*PROBLEM:*
The records below must be retyped exactly.

---- GIVEN INFORMATION

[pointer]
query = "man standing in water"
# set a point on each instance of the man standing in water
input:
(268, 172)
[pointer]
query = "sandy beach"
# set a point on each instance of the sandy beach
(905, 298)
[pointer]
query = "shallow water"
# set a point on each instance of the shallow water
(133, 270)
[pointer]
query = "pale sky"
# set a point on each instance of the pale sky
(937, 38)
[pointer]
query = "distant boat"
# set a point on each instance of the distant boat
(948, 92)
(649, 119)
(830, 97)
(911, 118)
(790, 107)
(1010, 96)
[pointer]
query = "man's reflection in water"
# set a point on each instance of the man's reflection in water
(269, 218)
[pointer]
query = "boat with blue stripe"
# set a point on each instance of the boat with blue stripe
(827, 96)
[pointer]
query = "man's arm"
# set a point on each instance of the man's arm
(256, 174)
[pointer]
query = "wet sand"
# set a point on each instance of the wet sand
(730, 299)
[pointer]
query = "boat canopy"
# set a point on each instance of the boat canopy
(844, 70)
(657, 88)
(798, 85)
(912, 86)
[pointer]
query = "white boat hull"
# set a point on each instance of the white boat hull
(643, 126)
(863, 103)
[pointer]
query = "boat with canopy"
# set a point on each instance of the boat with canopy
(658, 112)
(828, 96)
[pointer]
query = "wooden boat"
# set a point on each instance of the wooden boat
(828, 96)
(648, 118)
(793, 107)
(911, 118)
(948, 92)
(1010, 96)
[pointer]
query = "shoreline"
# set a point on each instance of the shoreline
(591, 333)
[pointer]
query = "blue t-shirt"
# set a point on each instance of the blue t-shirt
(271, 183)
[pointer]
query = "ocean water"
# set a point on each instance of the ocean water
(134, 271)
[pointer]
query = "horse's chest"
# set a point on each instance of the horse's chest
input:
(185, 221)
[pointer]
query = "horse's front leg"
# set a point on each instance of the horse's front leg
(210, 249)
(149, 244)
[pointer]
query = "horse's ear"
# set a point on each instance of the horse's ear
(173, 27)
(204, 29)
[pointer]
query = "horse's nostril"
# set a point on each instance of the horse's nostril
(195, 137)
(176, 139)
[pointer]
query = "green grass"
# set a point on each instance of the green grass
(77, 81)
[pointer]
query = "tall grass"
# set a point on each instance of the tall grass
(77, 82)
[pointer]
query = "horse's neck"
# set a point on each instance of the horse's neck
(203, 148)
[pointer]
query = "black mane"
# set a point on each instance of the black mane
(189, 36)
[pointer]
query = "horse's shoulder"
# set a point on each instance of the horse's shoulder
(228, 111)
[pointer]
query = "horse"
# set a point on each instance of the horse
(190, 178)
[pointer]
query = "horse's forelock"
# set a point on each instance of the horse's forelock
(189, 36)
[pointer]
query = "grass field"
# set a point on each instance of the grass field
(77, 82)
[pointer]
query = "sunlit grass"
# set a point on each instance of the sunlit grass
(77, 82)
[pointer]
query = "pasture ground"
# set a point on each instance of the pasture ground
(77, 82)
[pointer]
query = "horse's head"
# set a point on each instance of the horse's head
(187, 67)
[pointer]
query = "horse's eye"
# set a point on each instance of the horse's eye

--------

*SOLVED EXERCISE:*
[pointer]
query = "man standing in water"
# set a point on each instance of the man standing in water
input:
(268, 172)
[pointer]
query = "sandy beach"
# set a point on each instance of the sandy beach
(905, 298)
[pointer]
query = "shallow water"
# set a point on each instance of the shallow water
(133, 270)
[pointer]
query = "pale sky"
# set a point on each instance of the pale sky
(937, 38)
[pointer]
query = "distant boat"
# set a point on each instance of the distant boat
(948, 92)
(649, 119)
(830, 97)
(911, 118)
(790, 107)
(1010, 96)
[pointer]
query = "man's reflection in water"
# set a point on each instance of the man's reflection in water
(269, 218)
[pointer]
query = "boat with blue stripe"
# set a point on each instance of the boat with blue stripe
(827, 96)
[pointer]
query = "man's arm"
# set a point on each instance of the man's arm
(256, 174)
[pointer]
query = "wet sand"
# set a point on each instance of the wet sand
(730, 299)
[pointer]
query = "boat canopy"
# set a point on each instance of the boat canopy
(844, 70)
(657, 88)
(798, 85)
(912, 86)
[pointer]
query = "white boat hull"
# set a point on each instance of the white boat hull
(643, 126)
(863, 103)
[pointer]
query = "boat with canopy"
# set a point on each instance of the boat with canopy
(658, 112)
(828, 96)
[pointer]
query = "wooden boat"
# set a point on each instance of the wooden boat
(828, 96)
(648, 118)
(793, 107)
(911, 118)
(948, 92)
(1010, 96)
[pointer]
query = "shoreline"
# set a point on each instance of the shoreline
(591, 333)
[pointer]
query = "blue t-shirt"
# set a point on each instance of the blue t-shirt
(271, 183)
[pointer]
query = "ocean water"
# set a point on each instance of the ocean water
(134, 271)
[pointer]
query = "horse's chest"
# set a point on each instance of the horse's chest
input:
(185, 221)
[pointer]
query = "horse's front leg"
# set a point on each instance of the horse's front leg
(210, 249)
(149, 244)
[pointer]
query = "horse's ear"
# set a point on each instance of the horse's ear
(173, 27)
(204, 29)
[pointer]
query = "horse's nostril"
# set a point on each instance of the horse's nostril
(195, 137)
(176, 139)
[pointer]
query = "green grass"
# set a point on each instance of the green grass
(77, 81)
[pointer]
query = "tall grass"
# set a point on each instance of the tall grass
(77, 82)
[pointer]
query = "horse's neck"
# set a point on each instance of the horse's neck
(203, 148)
[pointer]
query = "black mane"
# set a point on each instance of the black mane
(189, 36)
[pointer]
query = "horse's shoulder"
# set a point on each instance of the horse's shoulder
(228, 111)
[pointer]
query = "horse"
# set a point on each instance of the horse
(190, 178)
[pointer]
query = "horse's forelock"
# set a point on each instance of the horse's forelock
(189, 36)
[pointer]
query = "grass field"
# set a point on each instance of the grass field
(77, 82)
[pointer]
query = "sunlit grass"
# set a point on each instance of the sunlit grass
(77, 82)
[pointer]
query = "pasture ground"
# set a point on each instance of the pasture ground
(77, 82)
[pointer]
query = "horse's head"
# set a point on each instance of the horse's head
(187, 67)
[pointer]
query = "horse's eye"
# set a point on each instance of the horse's eye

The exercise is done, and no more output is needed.